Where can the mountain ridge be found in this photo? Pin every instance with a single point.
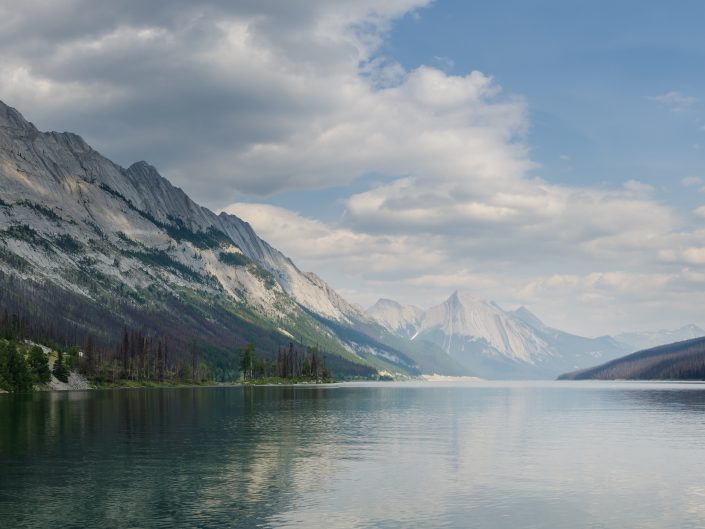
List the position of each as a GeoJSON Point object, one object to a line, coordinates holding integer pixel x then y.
{"type": "Point", "coordinates": [99, 233]}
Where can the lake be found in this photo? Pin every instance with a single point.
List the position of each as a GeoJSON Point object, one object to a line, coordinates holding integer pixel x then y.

_Uit te voeren_
Herschaal alle rijen hierboven: schrijf elke tekstregel opnieuw uit en vermenigvuldig daarbij iedere coördinaat in de antwoorden met 0,3, afgerond op gehele getallen met halven naar boven. Laat de afbeeldingen weg.

_Juist resultaat_
Where can the mountain ridge be found in this photo? Pin every instance with a single point.
List the position of each as a GeoJSON Point object, one object to a line, coordinates holding integer pixel x then y.
{"type": "Point", "coordinates": [30, 70]}
Where can the lake be found in this photo? Pin every instance with a single point.
List the position of each as a GeoJSON Point object, one object to a line, coordinates holding integer pixel x then y.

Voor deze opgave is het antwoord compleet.